I really enjoyed the research phase of this project, as it was a real luxury to be able to dedicate so much time to it and have access to such amazing resources, so I’d say this was the easiest part of the project. What I found most difficult was working on the portraits in isolation as this was my first public commission for a museum and so I spent a lot of time fretting whether the work was good enough or whether I’d captured the spirit of the individuals that the commissioning team knew so well. Thankfully when the team came out to visit my studio to view the work at the end of the project, they were really happy with the portraits I had produced so I was able to breathe a big sigh of relief!


Portrait of Molly, by Lela Harris.
Molly, by Lela Harris.

Which narrative did you find most fascinating?


I found ‘Molly’’s narrative most fascinating mainly because there was hardly any historical evidence relating to her life. As my daughter’s middle name is Mollie, I was immediately interested in her as a portrait subject despite the fact that the only evidence I could find for her were her baptism and burial records which are held at the Priory church in Lancaster. According to these records ‘Molly’ was an ‘Adult Black Female’ baptised on 6 November 1764 and buried 1 December 1764. I was immediately struck by the thought that it was possible that ‘Molly’ may have only lived less than a month in the UK which led me to ponder whether she became ill during the journey to Lancaster, whether she became ill when she arrived (after all it was winter) or whether in fact she had lived here for several years and somebody had cared enough for her arrange for her to be baptised when she became gravely ill and then went onto ensure she was buried on consecrated ground. With all these thoughts whizzing around my head and being unable to find any other documentation relating to her life I decided to try and find out what happened in Lancaster during 1764 when ‘Molly’ is documented as living in Lancaster. It turns out that the Customs House now Lancaster Maritime Museum was built and designed by Richard Gillow whose furniture is proudly displayed within the Judges’ Lodges Museum. This was a big moment for me as despite having such little information to go off ‘Molly’ suddenly became inextricably connected to Lancaster’s past, present, and future and really highlighted for me the importance of using historical imagination and art to celebrate the life of someone who was for all essential purposes forgotten by history.

**Request 1:**
Identify every line of the listing that contains the string "trailer", treating uppercase and lowercase as distinct, and copy each such line.
The account of the portrait commission above has no connection to the listing that follows.

[Coordinate labeling data]
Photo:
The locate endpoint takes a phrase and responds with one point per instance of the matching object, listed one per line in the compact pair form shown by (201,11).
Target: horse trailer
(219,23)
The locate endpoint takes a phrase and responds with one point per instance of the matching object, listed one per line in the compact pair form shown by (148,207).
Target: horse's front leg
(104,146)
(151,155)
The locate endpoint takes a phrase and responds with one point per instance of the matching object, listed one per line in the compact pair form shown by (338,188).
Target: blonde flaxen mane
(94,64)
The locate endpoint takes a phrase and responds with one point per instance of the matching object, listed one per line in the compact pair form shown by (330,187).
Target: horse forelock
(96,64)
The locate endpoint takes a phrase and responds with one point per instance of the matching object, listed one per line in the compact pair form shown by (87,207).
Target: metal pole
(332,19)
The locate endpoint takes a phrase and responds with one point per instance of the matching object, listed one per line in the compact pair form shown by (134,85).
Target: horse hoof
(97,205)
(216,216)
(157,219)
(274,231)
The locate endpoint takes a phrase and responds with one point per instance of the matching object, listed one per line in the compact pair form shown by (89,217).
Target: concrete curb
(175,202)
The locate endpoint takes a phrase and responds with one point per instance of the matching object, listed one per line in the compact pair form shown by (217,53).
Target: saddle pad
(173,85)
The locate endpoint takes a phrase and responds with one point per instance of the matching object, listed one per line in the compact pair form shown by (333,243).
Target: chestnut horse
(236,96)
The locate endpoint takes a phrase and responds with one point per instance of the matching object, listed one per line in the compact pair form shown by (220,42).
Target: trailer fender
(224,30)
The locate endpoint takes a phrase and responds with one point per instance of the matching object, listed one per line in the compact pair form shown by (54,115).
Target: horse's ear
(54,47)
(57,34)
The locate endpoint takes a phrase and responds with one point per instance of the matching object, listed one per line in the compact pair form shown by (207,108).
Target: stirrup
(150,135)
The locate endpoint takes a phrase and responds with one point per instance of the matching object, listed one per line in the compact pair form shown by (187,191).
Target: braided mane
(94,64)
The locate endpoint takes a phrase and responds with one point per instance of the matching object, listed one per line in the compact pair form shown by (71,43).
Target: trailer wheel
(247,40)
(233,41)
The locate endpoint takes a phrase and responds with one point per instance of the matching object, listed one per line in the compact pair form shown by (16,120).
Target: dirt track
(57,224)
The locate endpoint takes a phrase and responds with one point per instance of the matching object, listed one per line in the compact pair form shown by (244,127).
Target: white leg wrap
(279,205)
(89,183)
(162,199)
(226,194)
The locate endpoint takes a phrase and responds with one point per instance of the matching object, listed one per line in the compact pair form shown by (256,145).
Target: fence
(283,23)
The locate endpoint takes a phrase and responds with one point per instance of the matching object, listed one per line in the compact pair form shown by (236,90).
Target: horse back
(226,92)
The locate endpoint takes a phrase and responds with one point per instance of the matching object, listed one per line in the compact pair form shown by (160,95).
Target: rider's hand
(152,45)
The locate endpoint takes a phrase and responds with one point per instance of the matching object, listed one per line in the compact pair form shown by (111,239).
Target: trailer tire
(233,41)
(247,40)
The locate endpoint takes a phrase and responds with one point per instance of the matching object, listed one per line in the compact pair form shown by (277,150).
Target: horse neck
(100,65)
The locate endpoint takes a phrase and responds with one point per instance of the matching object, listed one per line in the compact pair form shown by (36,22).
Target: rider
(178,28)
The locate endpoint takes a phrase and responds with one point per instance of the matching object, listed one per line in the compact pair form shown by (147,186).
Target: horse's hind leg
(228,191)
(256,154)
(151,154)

**Request 2:**
Print the passage of the account of the portrait commission between "I really enjoyed" and "of Molly, by Lela Harris.", inclusive, without any changes.

**Solution 1:**
Target: horse trailer
Target: trailer fender
Target: trailer wheel
Target: trailer tire

**Solution 2:**
I really enjoyed the research phase of this project, as it was a real luxury to be able to dedicate so much time to it and have access to such amazing resources, so I’d say this was the easiest part of the project. What I found most difficult was working on the portraits in isolation as this was my first public commission for a museum and so I spent a lot of time fretting whether the work was good enough or whether I’d captured the spirit of the individuals that the commissioning team knew so well. Thankfully when the team came out to visit my studio to view the work at the end of the project, they were really happy with the portraits I had produced so I was able to breathe a big sigh of relief!


Portrait of Molly, by Lela Harris.